* _Extract provided_
►

This latest discovery will not only help doctors to counsel those families at risk of MND but crucially aid researchers to develop better models of disease. The gene FUS is shown to be related to the TDP-43 gene found by Professor Shaw’s team last year. Thanks to this development scientists now have two more genes with which to map out the origins of this dreadful disease and develop drugs to combat it.

This is the fourth MND-causing gene to be identified after 20 years of genetic research. The first gene, called SOD1, was discovered in 1993, the second ANG is a growth factor for nerve cells discovered in 2006. The new protein FUS has a very similar role to the third gene TDP-43, mutations in which were first described by Professor Shaw’s group in 2008.

Research organisations including the ALS Association in the US and the MND Association in the UK contributed to the effort.

Commenting on this latest discovery, Dr Belinda Cupid, Research Manager at the MND Association said: “This is the second MND-causing gene to be identified in less than 12 months, a reflection of the accelerating pace of research around the world.

“Not only will it open up an entirely new avenue of scientific investigation, it will also allow researchers to compare the different known causes of MND and start to home in on the main biochemical events that cause motor neurones to die. This understanding will lead to new approaches to defeat this cruel disease.”

The FUS protein, made by the FUS gene, normally carries out multiple functions within motor neurones. These include regulating how gene messages are created, modified, and transported in order to make proteins which are the building blocks of all cells.

The mutations were identified by detailed gene sequencing in families with an inherited form of the disease linked to Chromosone 16. Usually the FUS protein works in the cell’s nucleus, but the mutation causes the protein to be abnormally located in the cell, outside the nucleus and it forms large aggregates within motor neurons in people carrying the mutations. More work is now needed to determine how the FUS and TDP-43 cause MND.

◄

Answer these questions about the passage on the FUS gene and MND.
1. In what year was the first MND-causing gene, SOD1, discovered?
2. What position does Dr Belinda Cupid hold?
3. Where in the cell does the FUS protein usually work?

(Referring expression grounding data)
►

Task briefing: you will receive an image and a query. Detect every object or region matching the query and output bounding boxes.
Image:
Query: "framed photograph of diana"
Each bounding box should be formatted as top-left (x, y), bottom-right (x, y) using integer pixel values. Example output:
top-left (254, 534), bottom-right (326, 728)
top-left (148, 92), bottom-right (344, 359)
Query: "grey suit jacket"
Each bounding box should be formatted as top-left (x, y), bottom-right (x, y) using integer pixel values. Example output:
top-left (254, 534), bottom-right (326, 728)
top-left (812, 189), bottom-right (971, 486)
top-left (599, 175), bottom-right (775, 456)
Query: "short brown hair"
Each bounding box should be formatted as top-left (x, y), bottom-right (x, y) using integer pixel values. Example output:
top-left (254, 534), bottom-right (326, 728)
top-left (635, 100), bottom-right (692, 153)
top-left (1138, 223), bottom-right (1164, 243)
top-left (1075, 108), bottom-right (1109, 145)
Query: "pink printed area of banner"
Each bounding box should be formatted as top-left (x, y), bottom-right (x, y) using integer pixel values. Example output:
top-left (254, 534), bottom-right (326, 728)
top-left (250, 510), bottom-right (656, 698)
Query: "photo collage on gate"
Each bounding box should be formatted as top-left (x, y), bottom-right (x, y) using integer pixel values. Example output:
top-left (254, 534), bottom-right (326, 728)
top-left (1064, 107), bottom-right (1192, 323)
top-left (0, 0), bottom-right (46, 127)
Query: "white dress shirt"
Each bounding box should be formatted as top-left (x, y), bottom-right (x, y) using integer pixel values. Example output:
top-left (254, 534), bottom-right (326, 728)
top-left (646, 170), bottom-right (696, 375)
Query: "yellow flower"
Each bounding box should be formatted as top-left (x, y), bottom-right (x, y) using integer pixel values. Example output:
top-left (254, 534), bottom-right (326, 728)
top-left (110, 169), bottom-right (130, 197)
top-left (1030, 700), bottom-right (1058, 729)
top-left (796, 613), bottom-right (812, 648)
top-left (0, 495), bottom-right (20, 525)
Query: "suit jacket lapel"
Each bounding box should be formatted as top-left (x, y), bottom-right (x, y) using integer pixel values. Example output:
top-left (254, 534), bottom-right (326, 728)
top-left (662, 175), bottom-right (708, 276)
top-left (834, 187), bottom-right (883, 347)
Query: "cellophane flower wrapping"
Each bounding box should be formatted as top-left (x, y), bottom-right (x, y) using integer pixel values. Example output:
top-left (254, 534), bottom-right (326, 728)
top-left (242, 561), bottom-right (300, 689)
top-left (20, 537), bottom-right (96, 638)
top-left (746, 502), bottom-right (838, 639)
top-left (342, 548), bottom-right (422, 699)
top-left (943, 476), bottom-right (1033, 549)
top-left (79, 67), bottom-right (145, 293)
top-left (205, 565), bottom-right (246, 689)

◄

* _Written answer_
1. 1993
2. Research Manager at the MND Association
3. In the cell's nucleus